Records from a dataset
┄┄┄┄┄┄┄┄┄┄

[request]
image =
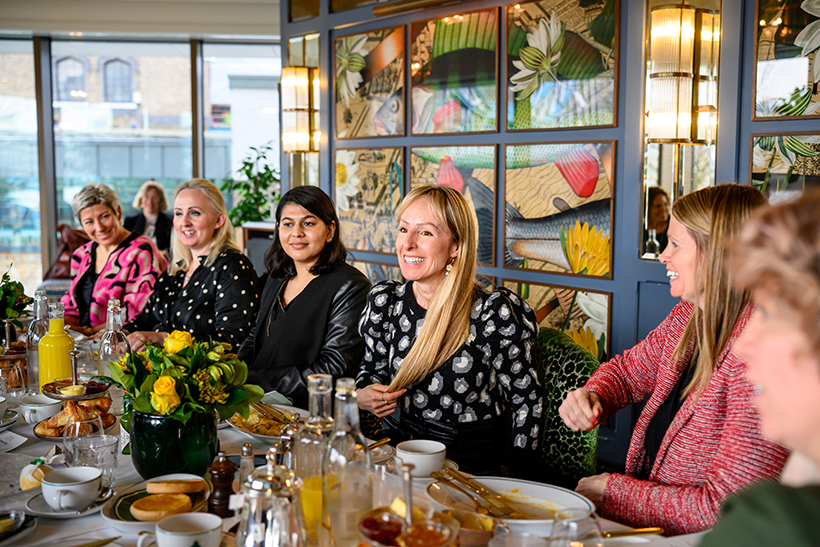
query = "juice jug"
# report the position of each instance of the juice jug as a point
(54, 347)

┄┄┄┄┄┄┄┄┄┄

*Directive*
Substitute "water pitcher" for every occurrence of "juice jug" in the entries above and reproduce them with nothing else changed, leaving out the pictures.

*Result of the task*
[request]
image =
query = "water pitcher"
# report the position of each instance of the water pitcher as a point
(54, 347)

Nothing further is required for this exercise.